Começo por citar um breve diálogo da peça de teatro Calígula, de Albert Camus, estreada no ano de 1945:
CALÍGULA: Justamente! Trata-se do que não é possível, ou melhor: trata-se de tornar possível o que não o é.
CIPIÃO: Mas esse é um jogo que não tem limites. É a diversão de um louco.
CALÍGULA: Não, Cipião, é a virtude de um Imperador. (Vira-se com uma expressão de fadiga). Acabo de compreender, enfim, a utilidade do poder. Ele dá oportunidades ao impossível. Hoje, e por todo o tempo que há-de vir, a minha liberdade não tem mais fronteiras.

++++++++++++++++++++

**Objetivo 1**
Resume em duas frases o texto extraído sobre a peça Calígula.

**Entradas de uma fonte de dados**
++++++++++++++++++++

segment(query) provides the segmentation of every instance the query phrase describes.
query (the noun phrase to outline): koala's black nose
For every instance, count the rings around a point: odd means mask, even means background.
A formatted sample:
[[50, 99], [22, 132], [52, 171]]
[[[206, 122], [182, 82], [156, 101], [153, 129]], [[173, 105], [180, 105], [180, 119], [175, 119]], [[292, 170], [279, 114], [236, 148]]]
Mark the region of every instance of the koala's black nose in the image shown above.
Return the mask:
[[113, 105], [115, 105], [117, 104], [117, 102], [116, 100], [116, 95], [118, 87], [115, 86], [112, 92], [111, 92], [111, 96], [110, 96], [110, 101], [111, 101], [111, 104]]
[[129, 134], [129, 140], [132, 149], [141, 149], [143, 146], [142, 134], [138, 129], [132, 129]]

++++++++++++++++++++

**Objetivo 2**
Extrai das entradas todas as linhas em que aparece a palavra "koala".

**Resolução detalhada 1**
O texto começa por citar um breve diálogo da peça Calígula, de Albert Camus, estreada em 1945. Nele, Calígula afirma que se trata de tornar possível o impossível, Cipião chama a isso a diversão de um louco, e Calígula responde que é a virtude de um Imperador e que a sua liberdade já não tem fronteiras.

**Resolução detalhada 2**
query (the noun phrase to outline): koala's black nose
Mark the region of every instance of the koala's black nose in the image shown above.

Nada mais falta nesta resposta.